Input material:
------------------------------------------------
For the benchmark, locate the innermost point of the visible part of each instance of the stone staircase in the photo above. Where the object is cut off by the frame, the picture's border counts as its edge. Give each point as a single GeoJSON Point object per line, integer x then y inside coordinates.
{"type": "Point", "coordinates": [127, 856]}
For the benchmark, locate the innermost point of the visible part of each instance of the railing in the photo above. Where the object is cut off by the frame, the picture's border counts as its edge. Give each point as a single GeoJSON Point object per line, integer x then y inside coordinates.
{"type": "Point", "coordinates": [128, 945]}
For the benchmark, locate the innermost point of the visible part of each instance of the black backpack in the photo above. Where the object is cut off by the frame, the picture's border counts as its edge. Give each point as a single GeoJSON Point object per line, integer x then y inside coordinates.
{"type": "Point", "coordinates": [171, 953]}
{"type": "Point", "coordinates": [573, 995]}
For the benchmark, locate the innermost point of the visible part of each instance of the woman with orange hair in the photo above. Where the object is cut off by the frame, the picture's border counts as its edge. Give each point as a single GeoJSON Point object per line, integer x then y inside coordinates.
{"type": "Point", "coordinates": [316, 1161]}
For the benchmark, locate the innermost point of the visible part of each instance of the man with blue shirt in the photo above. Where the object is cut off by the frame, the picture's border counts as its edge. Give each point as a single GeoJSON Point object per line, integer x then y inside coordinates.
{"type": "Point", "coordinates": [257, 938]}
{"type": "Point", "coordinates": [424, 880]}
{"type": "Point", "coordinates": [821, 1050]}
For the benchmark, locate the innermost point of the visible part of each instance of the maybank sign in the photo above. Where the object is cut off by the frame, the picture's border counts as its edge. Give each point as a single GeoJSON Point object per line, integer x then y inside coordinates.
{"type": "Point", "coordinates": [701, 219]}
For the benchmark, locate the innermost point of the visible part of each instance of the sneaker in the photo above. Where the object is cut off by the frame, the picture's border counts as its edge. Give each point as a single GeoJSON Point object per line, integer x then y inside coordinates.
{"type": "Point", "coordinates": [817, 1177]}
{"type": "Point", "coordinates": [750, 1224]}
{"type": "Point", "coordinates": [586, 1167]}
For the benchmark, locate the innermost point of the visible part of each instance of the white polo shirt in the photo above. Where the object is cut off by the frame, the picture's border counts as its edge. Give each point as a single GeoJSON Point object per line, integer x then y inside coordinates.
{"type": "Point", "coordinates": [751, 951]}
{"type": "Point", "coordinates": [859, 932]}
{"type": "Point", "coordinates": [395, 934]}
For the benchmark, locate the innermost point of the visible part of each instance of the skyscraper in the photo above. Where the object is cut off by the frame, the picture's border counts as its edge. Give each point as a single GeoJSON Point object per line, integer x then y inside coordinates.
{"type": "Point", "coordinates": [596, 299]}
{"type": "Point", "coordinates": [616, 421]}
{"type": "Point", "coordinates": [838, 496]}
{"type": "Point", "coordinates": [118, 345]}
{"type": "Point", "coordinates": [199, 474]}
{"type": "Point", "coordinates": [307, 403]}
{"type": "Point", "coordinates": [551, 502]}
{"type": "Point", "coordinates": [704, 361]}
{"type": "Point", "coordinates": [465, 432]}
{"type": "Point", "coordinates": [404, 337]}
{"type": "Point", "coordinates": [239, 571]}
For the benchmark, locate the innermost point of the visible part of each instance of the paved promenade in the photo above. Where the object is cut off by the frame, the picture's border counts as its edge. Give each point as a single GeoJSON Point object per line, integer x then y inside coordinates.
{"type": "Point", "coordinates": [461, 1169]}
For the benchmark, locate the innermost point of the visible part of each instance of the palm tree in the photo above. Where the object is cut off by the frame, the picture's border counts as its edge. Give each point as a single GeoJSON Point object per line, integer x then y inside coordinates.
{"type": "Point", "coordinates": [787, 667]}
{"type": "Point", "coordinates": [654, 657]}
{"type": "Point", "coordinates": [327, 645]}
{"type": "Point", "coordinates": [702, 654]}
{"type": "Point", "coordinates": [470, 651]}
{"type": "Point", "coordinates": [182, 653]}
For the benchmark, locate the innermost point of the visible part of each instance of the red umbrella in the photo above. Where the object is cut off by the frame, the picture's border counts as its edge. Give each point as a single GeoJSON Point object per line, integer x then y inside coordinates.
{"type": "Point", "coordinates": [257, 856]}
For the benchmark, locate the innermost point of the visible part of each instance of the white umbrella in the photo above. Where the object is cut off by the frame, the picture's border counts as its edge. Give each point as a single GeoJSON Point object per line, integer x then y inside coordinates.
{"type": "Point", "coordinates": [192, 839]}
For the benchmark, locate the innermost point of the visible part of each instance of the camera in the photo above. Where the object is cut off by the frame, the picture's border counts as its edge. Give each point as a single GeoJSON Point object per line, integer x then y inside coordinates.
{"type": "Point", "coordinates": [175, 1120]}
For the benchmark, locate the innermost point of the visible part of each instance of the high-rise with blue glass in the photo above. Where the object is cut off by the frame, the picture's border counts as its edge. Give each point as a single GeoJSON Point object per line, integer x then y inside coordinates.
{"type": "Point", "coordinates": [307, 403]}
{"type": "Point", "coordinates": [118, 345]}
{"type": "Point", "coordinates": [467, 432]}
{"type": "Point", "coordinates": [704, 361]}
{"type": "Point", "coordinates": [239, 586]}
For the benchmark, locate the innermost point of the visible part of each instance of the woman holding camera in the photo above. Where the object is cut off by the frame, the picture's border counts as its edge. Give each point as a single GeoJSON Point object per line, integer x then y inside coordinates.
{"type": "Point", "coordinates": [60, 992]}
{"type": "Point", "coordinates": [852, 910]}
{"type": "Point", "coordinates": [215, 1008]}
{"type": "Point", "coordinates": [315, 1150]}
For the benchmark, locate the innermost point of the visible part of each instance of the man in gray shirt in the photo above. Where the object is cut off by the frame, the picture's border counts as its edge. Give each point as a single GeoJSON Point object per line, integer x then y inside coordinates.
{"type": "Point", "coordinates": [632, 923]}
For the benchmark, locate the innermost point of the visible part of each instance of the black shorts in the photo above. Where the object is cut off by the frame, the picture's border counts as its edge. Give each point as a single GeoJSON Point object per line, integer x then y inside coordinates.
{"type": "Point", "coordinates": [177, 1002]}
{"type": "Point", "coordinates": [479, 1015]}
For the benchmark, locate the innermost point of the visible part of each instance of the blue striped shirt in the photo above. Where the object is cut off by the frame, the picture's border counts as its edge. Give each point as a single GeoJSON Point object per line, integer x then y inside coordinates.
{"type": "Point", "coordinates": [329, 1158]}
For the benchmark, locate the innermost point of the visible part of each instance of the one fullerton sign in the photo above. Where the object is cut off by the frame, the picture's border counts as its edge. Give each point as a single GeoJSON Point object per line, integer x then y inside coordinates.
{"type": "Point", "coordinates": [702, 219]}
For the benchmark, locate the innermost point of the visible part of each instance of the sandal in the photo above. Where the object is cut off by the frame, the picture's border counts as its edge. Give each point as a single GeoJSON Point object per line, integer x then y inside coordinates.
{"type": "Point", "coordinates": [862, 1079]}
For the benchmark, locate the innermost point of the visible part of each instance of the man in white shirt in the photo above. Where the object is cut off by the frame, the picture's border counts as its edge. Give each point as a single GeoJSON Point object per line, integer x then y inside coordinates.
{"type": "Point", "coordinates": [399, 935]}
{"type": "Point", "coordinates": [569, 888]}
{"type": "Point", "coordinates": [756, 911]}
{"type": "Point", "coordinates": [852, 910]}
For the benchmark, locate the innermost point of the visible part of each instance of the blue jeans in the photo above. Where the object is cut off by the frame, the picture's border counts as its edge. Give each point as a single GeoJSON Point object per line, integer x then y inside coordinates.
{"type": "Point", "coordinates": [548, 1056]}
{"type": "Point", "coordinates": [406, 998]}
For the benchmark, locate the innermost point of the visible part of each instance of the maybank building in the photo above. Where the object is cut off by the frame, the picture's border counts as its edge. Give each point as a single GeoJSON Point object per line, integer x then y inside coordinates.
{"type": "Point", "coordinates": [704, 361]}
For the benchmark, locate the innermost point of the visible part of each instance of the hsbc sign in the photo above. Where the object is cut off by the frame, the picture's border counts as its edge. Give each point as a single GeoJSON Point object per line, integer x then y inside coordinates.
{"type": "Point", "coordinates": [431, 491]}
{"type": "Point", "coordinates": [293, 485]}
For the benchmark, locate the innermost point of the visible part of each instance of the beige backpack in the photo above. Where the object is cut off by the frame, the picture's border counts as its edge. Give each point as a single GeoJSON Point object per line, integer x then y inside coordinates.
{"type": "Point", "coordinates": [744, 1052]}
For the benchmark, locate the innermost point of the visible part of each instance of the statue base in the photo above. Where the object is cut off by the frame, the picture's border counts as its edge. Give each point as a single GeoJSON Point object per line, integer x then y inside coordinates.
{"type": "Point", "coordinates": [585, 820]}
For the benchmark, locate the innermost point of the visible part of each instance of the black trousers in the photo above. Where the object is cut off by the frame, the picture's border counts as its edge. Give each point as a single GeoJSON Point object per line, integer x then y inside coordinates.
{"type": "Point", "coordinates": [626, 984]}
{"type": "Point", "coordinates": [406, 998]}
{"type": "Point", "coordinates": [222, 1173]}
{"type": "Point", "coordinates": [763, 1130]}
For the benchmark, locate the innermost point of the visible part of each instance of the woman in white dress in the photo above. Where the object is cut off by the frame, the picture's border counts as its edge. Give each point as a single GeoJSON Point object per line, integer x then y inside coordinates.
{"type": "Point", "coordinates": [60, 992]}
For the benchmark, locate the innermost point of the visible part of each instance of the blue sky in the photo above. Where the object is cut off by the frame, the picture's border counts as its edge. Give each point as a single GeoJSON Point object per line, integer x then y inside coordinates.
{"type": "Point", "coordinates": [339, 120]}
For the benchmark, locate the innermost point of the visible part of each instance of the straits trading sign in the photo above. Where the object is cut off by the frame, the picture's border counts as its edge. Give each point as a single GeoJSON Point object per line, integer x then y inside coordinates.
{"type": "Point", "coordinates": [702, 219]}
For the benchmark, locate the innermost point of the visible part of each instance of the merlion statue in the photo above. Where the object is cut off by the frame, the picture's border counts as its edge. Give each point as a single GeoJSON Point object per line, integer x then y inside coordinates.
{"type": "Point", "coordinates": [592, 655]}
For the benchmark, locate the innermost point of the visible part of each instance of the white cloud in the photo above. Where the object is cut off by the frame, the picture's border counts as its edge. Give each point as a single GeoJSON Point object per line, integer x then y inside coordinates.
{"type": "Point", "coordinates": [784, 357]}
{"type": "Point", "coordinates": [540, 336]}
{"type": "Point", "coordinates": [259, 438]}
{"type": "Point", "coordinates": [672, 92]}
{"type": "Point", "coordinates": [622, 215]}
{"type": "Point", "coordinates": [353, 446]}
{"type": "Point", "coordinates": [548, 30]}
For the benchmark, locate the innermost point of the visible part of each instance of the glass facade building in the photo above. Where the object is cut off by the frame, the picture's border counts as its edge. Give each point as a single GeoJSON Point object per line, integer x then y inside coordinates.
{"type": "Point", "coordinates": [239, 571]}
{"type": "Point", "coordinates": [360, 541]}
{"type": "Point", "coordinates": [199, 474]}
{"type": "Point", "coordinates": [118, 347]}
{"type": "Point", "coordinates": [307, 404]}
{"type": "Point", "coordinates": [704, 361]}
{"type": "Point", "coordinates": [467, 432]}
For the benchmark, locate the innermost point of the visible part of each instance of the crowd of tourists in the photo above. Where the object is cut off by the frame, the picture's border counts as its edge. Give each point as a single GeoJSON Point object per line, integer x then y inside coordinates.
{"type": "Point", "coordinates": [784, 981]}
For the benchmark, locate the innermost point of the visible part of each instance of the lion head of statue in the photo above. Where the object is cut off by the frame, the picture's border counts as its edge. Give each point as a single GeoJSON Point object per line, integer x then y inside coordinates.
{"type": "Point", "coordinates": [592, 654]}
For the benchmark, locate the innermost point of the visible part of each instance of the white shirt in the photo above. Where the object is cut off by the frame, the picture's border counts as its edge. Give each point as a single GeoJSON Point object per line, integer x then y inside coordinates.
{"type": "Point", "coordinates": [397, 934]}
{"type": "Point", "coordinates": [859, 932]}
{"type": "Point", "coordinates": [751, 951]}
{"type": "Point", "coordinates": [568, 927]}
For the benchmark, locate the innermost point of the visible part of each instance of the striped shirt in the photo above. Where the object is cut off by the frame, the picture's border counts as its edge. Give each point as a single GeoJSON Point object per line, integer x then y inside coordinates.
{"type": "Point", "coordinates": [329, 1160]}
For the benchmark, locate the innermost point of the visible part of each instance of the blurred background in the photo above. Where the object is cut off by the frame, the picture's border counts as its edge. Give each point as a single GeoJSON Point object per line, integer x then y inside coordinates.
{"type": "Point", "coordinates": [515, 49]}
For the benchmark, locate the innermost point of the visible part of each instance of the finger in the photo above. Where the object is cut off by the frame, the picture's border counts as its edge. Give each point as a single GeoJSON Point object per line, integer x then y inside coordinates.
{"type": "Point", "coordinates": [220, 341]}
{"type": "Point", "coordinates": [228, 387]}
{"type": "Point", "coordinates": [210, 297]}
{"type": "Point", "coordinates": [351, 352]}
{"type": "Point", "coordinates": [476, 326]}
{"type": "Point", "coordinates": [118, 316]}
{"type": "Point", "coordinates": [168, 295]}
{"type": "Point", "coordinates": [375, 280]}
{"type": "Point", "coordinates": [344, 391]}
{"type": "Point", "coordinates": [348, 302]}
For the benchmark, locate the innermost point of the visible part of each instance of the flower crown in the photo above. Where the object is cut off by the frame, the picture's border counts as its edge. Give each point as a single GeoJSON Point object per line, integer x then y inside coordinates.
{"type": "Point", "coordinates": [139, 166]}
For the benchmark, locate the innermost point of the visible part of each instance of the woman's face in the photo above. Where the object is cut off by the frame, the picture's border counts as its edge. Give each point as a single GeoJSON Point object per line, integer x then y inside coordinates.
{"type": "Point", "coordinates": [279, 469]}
------------------------------------------------
Exercise details: Copy out exactly the lines between the line with "of the flower" and the last line of the entries, counting both of those lines.

Complete answer:
For the benchmark, locate the innermost point of the visible part of each instance of the flower crown in the photo above. Where the object is cut off by the frame, the picture's border counts as its edge. Give each point as a single GeoJSON Point object per line, integer x then y inside coordinates.
{"type": "Point", "coordinates": [139, 166]}
For the benchmark, locate the innermost point of the visible part of each instance of the woman's face in the photo above. Where the object is cut off by the frame, the picture's border counts as its edge. Give each point as a single GeoJSON Point object per line, integer x then y inside coordinates.
{"type": "Point", "coordinates": [279, 469]}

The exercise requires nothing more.